▶ [REQUEST]
Send back all the data below, exactly as given.

## BEGIN

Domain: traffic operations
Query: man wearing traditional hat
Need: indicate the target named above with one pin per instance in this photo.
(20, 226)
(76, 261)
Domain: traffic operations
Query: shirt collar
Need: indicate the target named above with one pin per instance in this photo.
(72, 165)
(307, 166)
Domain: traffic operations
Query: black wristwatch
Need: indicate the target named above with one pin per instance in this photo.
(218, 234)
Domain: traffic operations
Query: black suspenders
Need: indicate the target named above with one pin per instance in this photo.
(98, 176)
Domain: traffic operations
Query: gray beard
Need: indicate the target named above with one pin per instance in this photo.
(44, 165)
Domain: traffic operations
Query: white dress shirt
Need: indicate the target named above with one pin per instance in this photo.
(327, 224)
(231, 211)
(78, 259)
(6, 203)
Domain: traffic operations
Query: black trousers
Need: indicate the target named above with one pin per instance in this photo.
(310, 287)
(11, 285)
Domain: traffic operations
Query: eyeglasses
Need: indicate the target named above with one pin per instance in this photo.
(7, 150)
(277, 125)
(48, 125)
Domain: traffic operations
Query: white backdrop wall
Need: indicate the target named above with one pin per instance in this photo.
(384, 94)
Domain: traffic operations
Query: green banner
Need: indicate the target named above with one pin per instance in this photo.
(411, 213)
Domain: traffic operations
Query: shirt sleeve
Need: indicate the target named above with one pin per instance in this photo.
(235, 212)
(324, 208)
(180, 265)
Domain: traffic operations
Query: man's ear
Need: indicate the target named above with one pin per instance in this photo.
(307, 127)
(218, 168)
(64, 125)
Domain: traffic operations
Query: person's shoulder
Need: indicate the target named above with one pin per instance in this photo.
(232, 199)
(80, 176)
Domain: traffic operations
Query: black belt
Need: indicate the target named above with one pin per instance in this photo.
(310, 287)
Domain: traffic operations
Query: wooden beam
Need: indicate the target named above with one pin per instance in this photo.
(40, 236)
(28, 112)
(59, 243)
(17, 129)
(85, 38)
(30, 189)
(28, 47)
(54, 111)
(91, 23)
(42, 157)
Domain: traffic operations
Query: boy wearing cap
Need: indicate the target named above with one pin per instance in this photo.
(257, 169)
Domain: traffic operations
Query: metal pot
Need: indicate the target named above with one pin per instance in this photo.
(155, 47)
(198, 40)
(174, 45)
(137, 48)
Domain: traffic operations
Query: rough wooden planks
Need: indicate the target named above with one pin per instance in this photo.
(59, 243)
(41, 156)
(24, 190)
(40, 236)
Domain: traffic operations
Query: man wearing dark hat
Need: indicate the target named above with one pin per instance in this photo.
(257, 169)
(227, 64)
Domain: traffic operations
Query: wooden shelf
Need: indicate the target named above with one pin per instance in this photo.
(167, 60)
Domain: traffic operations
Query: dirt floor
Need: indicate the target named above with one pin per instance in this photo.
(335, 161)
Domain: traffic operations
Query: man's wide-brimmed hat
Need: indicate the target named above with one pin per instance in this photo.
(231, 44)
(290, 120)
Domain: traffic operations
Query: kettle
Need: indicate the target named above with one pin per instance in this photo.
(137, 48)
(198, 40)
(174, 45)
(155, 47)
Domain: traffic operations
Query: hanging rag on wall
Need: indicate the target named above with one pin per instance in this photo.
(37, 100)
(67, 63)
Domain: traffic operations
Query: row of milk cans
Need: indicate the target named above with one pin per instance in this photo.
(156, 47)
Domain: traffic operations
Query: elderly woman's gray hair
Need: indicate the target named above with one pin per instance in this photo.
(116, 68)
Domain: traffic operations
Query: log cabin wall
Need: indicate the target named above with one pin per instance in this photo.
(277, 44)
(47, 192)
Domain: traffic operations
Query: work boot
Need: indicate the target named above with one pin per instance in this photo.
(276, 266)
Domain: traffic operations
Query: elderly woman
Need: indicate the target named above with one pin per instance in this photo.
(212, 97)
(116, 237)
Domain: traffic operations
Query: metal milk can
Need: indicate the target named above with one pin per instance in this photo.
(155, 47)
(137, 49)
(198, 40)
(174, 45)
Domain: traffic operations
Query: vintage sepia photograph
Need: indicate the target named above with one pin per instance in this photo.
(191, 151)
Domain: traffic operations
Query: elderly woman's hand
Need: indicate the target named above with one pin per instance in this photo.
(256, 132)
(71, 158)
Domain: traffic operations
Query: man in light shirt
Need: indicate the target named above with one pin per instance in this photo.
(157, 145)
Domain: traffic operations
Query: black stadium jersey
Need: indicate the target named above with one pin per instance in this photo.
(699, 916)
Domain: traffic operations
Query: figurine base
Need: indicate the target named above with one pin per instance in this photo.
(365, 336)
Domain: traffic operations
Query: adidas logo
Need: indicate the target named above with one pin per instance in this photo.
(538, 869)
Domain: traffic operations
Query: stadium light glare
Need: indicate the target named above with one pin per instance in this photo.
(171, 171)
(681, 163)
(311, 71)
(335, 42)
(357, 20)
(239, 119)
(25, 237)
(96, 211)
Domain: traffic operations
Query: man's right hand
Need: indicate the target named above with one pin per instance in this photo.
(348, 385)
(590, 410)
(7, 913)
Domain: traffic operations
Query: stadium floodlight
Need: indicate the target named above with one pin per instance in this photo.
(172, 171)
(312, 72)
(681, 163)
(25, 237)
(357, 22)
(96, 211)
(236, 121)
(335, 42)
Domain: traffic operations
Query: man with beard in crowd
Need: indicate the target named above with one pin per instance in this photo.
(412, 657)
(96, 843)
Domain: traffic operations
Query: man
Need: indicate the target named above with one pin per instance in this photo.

## END

▶ [WRITTEN RESPONSE]
Domain: traffic operations
Query: man wearing traditional hat
Need: indicate the target named above with one pin per instance in this photo.
(20, 226)
(76, 261)
Domain: traffic operations
Query: shirt collar
Need: indicate the target named above with one pin per instance in this photo.
(72, 165)
(307, 166)
Domain: traffic operations
Query: black wristwatch
Need: indicate the target named above with one pin per instance in this photo.
(218, 234)
Domain: traffic operations
Query: black suspenders
Need: indicate the target named above with one pin per instance in this photo.
(98, 176)
Domain: traffic operations
Query: gray beard
Need: indicate the target named above with one pin per instance in this photo.
(44, 165)
Domain: traffic operations
Query: white dress shirt
Need: indicate the target named above with one pin per instance in this photo.
(327, 224)
(231, 211)
(78, 259)
(6, 203)
Domain: traffic operations
Query: black trousers
Need: indicate the target named above with one pin per instance in this photo.
(310, 287)
(11, 285)
Domain: traffic operations
Query: eyeglasses
Need: indicate the target named above with one pin per instance in this photo.
(7, 150)
(277, 125)
(48, 125)
Domain: traffic operations
Query: white backdrop wall
Need: indicate the target named above with one pin per instance in this photo.
(384, 94)
Domain: traffic operations
Query: green banner
Need: indicate the target named above with one pin per instance in this photo.
(411, 213)
Domain: traffic operations
Query: shirt sleeve
Need: indicate the target named above with one pin per instance in this photo.
(235, 212)
(324, 208)
(180, 265)
Domain: traffic operations
Query: man's ear
Need: indicate the target named above with one pin per instance in this photo.
(307, 127)
(218, 168)
(64, 125)
Domain: traffic operations
Query: person's shoulder
Need: indicate the target named above with one pin per instance in this photo.
(232, 199)
(80, 176)
Domain: traffic operations
Query: black belt
Need: indicate the target named above with one pin per instance in this photo.
(310, 287)
Domain: traffic operations
Query: wooden beam
Need: indicate the target named above with one pin per instance in this photo.
(40, 236)
(28, 112)
(59, 243)
(17, 129)
(85, 38)
(30, 189)
(28, 47)
(54, 111)
(91, 23)
(42, 157)
Domain: traffic operations
Query: boy wearing cap
Need: indicate the target named above with one pin per instance in this photo.
(257, 169)
Domain: traffic operations
Query: metal pot
Need: indicate the target named above with one pin per instance in this photo.
(155, 47)
(198, 40)
(174, 45)
(137, 48)
Domain: traffic operations
Query: rough wooden planks
Need: indicate the target named above with one pin per instance in this photo.
(59, 243)
(41, 156)
(24, 190)
(40, 236)
Domain: traffic operations
Query: man wearing dark hat
Need: indicate the target named above with one pin per instance in this photo.
(257, 169)
(227, 64)
Domain: traffic operations
Query: wooden shelf
Need: indicate the target named above with one pin per instance in this photo.
(167, 60)
Domain: traffic operations
Query: dirt floor
Need: indicate the target named above with one pin per instance in this photo.
(335, 161)
Domain: traffic operations
Query: man's wide-brimmed hat
Need: indicate the target named above with one pin per instance in this photo.
(231, 44)
(290, 120)
Domain: traffic operations
Query: kettle
Need: indicate the target named above with one pin per instance in this photo.
(137, 48)
(198, 40)
(174, 45)
(155, 47)
Domain: traffic operations
Query: hanging rag on wall
Need: indicate the target named above with one pin per instance in this photo.
(37, 100)
(67, 63)
Domain: traffic operations
Query: row of milk cans
Need: indicate the target named above with one pin per instance in this photo.
(156, 47)
Domain: traffic operations
Query: elderly woman's gray hair
Need: indicate the target named above with one pin per instance in this photo.
(116, 68)
Domain: traffic operations
Query: log cabin wall
Need: indicate the target named above with one pin per instance in this photo.
(277, 44)
(47, 192)
Domain: traffic operations
Query: work boot
Need: indicate the target named above with one pin per instance in this photo.
(276, 266)
Domain: traffic operations
Query: elderly woman
Need: indicate the target named above with one pin per instance in this photo.
(212, 97)
(116, 237)
Domain: traffic operations
Query: metal milk can
Need: indicate the target named above with one pin per instance in this photo.
(155, 47)
(137, 49)
(198, 40)
(174, 45)
Domain: traffic operations
Query: vintage sepia photograph
Need: indicate the target named above with one pin per instance in this photo.
(191, 151)
Domain: traffic operations
Query: elderly woman's hand
Need: indicate the target named above with one pin per instance in this photo.
(256, 132)
(71, 158)
Domain: traffic operations
Query: man in light shirt
Need: indicate the target named above with one pin per instance in this photo.
(157, 145)
Domain: traffic operations
Query: black stadium jersey
Need: indicate the target named above with one pin per instance in this photo.
(699, 916)
Domain: traffic operations
Query: figurine base
Need: indicate the target named above with one pin per instance in this photo.
(365, 336)
Domain: traffic operations
Query: adidas logo
Need: indicate the target named above with one pin per instance in this photo.
(538, 869)
Domain: traffic operations
Query: stadium light glare
Need: indicate the target named above with one pin per instance in this photo.
(171, 171)
(681, 163)
(311, 71)
(335, 42)
(357, 20)
(239, 119)
(25, 237)
(96, 211)
Domain: traffic operations
Query: man's right hand
Need: indicate the target named above with one pin per instance in this photo.
(348, 385)
(590, 410)
(7, 913)
Domain: traffic operations
Query: stadium floodlight
Need: indicate the target named above with one pin per instance in this photo.
(172, 171)
(312, 72)
(681, 163)
(25, 237)
(357, 22)
(96, 211)
(236, 121)
(335, 42)
Domain: traffic operations
Query: man with beard in crowd
Need: indicate the target named above with one pin per instance in this photo.
(412, 657)
(96, 843)
Domain: traffic operations
Query: man
Need: indicate the target named above with one pin per instance in this photo.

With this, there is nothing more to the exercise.